* _SELECTED TEXT_:
My question is, what are we gonna do with the escaped reserved characters? An example would be "%2F", or '/'. If there is an "%2F" in the request URI, should the parser of web server replace it with a '/'? In the above example, it would mean that [http://www.xyz.com/~user%2Findex.htm] would be the same as [http://www.xyz.com/~user/index.htm] ? Although I tried it on an Apache server (2.2.17 Unix) and it looks like it gives a 404 Not Found error.

So does that mean "%2F" and other escaped reserved characters shall be left alone (at least before the URI comparison)?

Background Information:

There are two places in RFC 2616 (HTTP 1.1) mentioning the escape decoding issue:

The Request-URI is transmitted in the format specified in section 3.2.1. If the Request-URI is encoded using the “% HEX HEX” encoding [42], the origin server MUST decode the Request-URI in order to properly interpret the request. Servers SHOULD respond to invalid Request-URIs with an appropriate status code.

and

Characters other than those in the “reserved” and “unsafe” sets (see RFC 2396 [42]) are equivalent to their “"%" HEX HEX” encoding.

* _DATA_:
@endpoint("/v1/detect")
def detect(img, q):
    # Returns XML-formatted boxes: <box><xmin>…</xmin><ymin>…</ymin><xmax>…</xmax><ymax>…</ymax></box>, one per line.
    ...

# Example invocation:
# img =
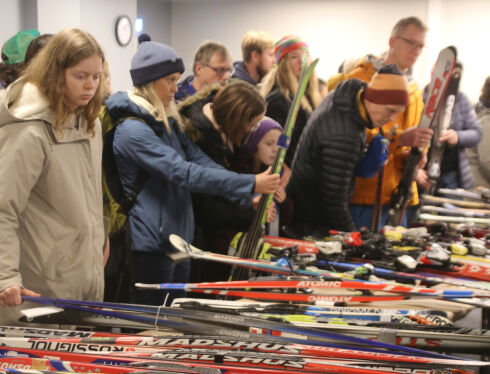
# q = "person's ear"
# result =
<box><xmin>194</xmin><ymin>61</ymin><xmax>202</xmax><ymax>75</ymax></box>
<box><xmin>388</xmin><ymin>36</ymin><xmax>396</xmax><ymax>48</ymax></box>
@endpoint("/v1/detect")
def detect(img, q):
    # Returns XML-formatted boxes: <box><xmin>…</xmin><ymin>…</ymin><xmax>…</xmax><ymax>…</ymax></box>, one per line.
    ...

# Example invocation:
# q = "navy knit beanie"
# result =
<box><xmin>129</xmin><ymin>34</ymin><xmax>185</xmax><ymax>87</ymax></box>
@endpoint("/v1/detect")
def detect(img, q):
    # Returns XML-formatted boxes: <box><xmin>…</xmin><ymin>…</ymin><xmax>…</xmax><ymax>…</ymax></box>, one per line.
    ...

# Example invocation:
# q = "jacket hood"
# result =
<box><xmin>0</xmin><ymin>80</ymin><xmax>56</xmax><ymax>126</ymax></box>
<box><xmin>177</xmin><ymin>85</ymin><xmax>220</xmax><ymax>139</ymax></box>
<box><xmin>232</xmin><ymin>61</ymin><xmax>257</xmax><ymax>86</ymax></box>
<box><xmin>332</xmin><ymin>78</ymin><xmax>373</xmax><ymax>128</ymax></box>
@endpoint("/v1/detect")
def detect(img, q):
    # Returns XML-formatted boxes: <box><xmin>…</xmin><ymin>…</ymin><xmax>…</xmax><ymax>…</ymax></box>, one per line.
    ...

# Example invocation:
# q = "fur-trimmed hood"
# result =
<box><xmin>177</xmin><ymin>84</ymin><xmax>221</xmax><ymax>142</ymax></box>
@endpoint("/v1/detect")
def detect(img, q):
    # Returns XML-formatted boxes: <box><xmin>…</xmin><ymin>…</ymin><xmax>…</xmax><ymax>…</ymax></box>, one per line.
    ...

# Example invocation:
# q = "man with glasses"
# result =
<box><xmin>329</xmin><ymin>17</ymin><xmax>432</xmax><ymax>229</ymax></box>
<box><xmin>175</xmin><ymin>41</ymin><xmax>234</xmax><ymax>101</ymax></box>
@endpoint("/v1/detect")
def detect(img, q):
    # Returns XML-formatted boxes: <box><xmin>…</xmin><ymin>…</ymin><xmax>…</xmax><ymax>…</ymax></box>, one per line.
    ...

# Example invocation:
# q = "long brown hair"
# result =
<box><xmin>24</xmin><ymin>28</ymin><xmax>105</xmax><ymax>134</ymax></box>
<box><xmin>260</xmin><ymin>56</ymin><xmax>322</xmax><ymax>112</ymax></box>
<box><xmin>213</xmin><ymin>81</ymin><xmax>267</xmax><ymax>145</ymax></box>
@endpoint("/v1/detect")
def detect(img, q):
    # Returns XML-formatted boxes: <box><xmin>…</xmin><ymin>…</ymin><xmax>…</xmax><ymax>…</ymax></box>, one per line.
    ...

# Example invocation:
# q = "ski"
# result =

---

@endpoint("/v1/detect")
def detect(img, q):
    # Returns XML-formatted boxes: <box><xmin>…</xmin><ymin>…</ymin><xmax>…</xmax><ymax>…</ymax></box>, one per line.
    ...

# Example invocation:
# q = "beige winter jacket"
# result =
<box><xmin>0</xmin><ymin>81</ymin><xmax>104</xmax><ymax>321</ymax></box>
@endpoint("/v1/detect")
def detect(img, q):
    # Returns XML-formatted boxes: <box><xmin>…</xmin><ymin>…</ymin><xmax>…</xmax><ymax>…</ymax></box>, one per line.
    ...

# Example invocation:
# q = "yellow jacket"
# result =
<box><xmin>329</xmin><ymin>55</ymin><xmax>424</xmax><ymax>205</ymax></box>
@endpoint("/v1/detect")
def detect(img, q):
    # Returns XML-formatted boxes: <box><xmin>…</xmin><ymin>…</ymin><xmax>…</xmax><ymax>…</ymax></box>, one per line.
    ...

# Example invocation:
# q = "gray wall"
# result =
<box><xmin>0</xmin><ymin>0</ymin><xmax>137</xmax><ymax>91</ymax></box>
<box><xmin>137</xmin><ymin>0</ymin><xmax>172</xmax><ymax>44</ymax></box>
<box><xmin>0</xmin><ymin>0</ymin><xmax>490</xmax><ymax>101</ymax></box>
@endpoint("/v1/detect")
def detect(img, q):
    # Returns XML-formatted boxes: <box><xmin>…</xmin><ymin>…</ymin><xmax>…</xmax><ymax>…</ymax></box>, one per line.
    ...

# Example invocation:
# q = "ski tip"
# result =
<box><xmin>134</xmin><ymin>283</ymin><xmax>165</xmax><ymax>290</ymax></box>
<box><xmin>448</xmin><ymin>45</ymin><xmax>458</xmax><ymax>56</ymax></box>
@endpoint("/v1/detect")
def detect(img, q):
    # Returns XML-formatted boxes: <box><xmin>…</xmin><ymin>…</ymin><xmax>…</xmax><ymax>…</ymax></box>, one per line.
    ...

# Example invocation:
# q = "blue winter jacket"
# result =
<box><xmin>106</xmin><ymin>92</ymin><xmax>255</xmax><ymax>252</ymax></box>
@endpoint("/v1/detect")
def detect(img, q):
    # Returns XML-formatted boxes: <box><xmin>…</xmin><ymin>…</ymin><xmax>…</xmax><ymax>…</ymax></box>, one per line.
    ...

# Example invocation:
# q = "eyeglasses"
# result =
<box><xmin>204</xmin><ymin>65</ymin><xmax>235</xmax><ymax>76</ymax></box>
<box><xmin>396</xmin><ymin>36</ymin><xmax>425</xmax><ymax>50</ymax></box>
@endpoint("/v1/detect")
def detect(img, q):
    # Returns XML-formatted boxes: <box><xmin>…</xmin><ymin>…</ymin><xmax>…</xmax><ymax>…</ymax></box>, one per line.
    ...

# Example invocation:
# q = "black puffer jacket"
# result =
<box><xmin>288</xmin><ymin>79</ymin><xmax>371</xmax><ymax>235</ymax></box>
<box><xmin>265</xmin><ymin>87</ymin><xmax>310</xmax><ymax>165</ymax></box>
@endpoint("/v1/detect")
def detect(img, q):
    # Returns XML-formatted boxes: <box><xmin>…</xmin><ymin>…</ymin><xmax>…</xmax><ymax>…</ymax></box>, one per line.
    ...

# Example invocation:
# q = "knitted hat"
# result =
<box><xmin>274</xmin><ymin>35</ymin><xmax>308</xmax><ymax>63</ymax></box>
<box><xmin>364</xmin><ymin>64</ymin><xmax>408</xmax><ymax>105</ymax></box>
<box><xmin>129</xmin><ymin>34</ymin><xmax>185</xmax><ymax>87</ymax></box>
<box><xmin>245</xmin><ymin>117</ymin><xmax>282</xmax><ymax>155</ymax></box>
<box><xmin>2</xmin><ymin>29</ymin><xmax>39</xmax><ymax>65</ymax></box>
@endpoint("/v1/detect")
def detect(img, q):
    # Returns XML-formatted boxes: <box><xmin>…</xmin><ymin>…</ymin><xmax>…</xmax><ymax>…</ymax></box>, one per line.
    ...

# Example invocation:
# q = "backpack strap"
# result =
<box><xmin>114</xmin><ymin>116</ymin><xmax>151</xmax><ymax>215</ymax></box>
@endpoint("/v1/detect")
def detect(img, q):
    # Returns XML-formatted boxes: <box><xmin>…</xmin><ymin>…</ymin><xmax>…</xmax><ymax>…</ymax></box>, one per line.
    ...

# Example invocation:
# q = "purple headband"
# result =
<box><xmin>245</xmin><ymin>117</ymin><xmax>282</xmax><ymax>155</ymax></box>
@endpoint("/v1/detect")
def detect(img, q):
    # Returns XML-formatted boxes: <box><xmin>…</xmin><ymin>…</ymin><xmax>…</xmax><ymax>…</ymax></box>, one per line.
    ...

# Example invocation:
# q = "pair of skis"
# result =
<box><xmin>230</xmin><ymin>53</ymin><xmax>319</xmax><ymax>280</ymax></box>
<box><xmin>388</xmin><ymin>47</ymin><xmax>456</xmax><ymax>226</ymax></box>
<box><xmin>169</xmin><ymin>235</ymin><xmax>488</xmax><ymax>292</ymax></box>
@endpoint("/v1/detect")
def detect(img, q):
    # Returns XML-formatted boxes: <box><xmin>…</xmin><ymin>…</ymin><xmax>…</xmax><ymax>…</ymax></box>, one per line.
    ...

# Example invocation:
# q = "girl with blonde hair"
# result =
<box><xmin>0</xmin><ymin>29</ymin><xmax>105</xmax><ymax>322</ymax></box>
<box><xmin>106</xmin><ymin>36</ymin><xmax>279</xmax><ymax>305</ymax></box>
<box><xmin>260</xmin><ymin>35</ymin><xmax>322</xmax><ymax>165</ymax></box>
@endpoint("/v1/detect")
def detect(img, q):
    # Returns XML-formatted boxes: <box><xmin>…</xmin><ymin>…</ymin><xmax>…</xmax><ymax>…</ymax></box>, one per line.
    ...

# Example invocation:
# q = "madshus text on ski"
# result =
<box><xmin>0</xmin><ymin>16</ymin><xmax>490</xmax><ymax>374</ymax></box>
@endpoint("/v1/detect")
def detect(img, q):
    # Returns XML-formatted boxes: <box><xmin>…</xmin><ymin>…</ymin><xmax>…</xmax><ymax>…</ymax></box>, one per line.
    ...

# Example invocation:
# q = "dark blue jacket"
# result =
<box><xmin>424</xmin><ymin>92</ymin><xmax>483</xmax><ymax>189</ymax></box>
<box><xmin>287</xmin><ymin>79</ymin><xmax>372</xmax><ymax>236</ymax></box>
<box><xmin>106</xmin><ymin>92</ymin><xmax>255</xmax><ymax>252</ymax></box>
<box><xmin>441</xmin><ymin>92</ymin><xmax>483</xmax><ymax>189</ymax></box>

* _WHAT THIS EXERCISE ASKS_:
1. In the passage on escaped URI characters, what error did the Apache server give when the writer tested it?
2. Repeat the passage on escaped URI characters from "My question is, what" up to and including "the URI comparison)?".
The records were taken from a separate source and are unrelated to the text.

* _RESPONSES TO THE TASKS_:
1. A 404 Not Found error.

2.
My question is, what are we gonna do with the escaped reserved characters? An example would be "%2F", or '/'. If there is an "%2F" in the request URI, should the parser of web server replace it with a '/'? In the above example, it would mean that [http://www.xyz.com/~user%2Findex.htm] would be the same as [http://www.xyz.com/~user/index.htm] ? Although I tried it on an Apache server (2.2.17 Unix) and it looks like it gives a 404 Not Found error.

So does that mean "%2F" and other escaped reserved characters shall be left alone (at least before the URI comparison)?